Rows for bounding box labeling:

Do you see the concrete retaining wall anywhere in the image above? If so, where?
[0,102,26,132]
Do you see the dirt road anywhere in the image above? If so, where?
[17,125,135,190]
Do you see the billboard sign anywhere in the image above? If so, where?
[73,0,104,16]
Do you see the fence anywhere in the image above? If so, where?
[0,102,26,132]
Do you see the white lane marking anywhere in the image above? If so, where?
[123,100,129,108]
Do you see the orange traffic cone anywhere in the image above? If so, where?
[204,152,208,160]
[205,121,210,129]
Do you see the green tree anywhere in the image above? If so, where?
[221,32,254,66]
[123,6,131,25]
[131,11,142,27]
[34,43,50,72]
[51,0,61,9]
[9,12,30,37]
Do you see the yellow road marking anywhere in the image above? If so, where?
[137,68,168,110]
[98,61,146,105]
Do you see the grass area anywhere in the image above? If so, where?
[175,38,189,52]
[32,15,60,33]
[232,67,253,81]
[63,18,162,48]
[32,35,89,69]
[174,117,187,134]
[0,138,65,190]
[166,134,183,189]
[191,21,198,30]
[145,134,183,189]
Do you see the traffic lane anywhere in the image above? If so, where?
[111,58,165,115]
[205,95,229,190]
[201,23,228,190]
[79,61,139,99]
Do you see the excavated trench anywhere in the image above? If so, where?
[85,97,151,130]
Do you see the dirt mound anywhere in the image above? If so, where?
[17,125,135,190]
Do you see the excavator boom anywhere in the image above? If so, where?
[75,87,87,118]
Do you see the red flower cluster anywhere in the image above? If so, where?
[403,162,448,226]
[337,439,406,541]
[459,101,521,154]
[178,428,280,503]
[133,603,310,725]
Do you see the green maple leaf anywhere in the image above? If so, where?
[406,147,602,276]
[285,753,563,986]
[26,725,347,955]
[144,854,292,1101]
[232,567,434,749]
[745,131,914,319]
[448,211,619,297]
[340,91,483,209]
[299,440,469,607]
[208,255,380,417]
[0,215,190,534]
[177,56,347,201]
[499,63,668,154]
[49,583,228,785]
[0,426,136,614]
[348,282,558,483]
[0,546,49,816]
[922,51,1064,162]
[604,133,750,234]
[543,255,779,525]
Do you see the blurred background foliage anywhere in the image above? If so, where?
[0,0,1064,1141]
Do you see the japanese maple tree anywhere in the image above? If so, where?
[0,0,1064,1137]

Task to complete
Rewrite the part of the rows that opens with the line containing "Do you see the green tree" and closes with the line containing "[98,61,146,105]", keeping the request lines as they are but multiplying every box coordinate by 2.6 and rounding to whole numbers, with halves rounded up. Give back only those lines.

Result
Do you see the green tree anywhere in the image above? If so, where?
[575,83,660,172]
[320,16,341,65]
[341,29,369,70]
[88,112,130,187]
[133,0,159,23]
[23,31,78,96]
Do you see the yellow road marking anywhere in the image above? If so, where?
[356,177,437,286]
[255,159,380,273]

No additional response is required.